**Request:** Report every line of the entries below that contains the word "blue". Letter case matters.

━━━ Input ━━━

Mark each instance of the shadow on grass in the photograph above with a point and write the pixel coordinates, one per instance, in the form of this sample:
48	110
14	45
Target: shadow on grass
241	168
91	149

━━━
━━━ Input ━━━

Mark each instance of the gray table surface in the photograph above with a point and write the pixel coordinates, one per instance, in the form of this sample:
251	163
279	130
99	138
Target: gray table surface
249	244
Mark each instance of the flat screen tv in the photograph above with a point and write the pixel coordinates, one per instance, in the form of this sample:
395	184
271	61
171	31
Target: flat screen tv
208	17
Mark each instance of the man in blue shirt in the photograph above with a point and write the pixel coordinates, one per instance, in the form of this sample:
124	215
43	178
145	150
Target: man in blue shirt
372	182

━━━
━━━ Input ━━━

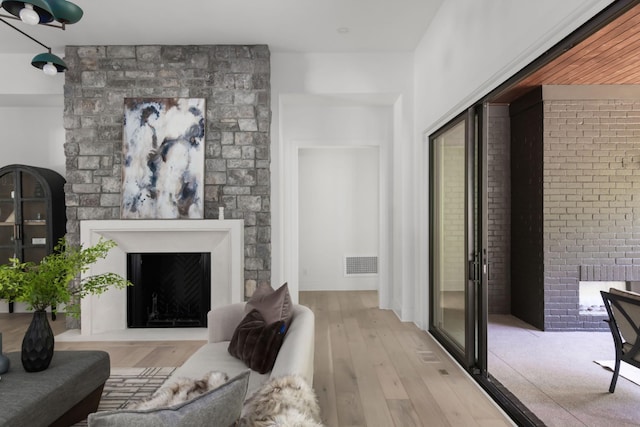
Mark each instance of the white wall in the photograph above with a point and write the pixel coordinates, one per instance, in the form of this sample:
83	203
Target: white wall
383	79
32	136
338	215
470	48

━━━

**Answer to the task:**
Mark each instance of the man in blue shirt in the photograph above with a point and write the pixel coordinates, one per instance, in the form of this sample:
Target: man in blue shirt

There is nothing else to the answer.